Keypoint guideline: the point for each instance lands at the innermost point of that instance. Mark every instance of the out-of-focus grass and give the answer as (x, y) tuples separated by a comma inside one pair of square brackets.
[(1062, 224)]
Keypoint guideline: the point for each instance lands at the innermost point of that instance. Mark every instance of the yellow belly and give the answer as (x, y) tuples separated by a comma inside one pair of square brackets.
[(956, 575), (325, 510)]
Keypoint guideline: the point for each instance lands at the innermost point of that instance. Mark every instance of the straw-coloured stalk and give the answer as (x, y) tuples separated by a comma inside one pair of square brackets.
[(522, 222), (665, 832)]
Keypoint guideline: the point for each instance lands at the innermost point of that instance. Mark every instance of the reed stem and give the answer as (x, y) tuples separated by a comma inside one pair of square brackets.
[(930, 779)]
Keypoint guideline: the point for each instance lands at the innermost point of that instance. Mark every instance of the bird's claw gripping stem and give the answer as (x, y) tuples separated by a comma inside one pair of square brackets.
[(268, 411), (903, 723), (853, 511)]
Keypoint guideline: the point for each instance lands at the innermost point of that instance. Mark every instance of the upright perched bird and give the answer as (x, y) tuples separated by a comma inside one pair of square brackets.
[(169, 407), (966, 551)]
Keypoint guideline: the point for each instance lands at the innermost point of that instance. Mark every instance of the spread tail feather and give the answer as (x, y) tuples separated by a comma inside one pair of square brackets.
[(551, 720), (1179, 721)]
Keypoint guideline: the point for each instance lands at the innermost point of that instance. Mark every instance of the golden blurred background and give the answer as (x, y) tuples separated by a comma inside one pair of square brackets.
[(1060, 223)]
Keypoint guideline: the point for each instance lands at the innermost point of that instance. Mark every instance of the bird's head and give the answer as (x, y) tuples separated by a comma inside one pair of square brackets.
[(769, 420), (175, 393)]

▶ _Problem to work on_:
Starting at the line that contains "of the golden", quote each remaining line of the entries above, unchanged.

▶ _Your response_:
Keypoint guideline: the point for each instance lands at the innermost point of that instance. Mark every instance of the golden blurred background and give the answer as (x, y) tuples separated by a comma inside one pair of square brackets.
[(1060, 223)]
Keypoint guideline: the point for each instance lands at the innermost point of that instance. Mark every instance of the bird's head and give the answer as (x, y) tuples separated by a comma inside one pair of square brackets.
[(769, 420), (175, 393)]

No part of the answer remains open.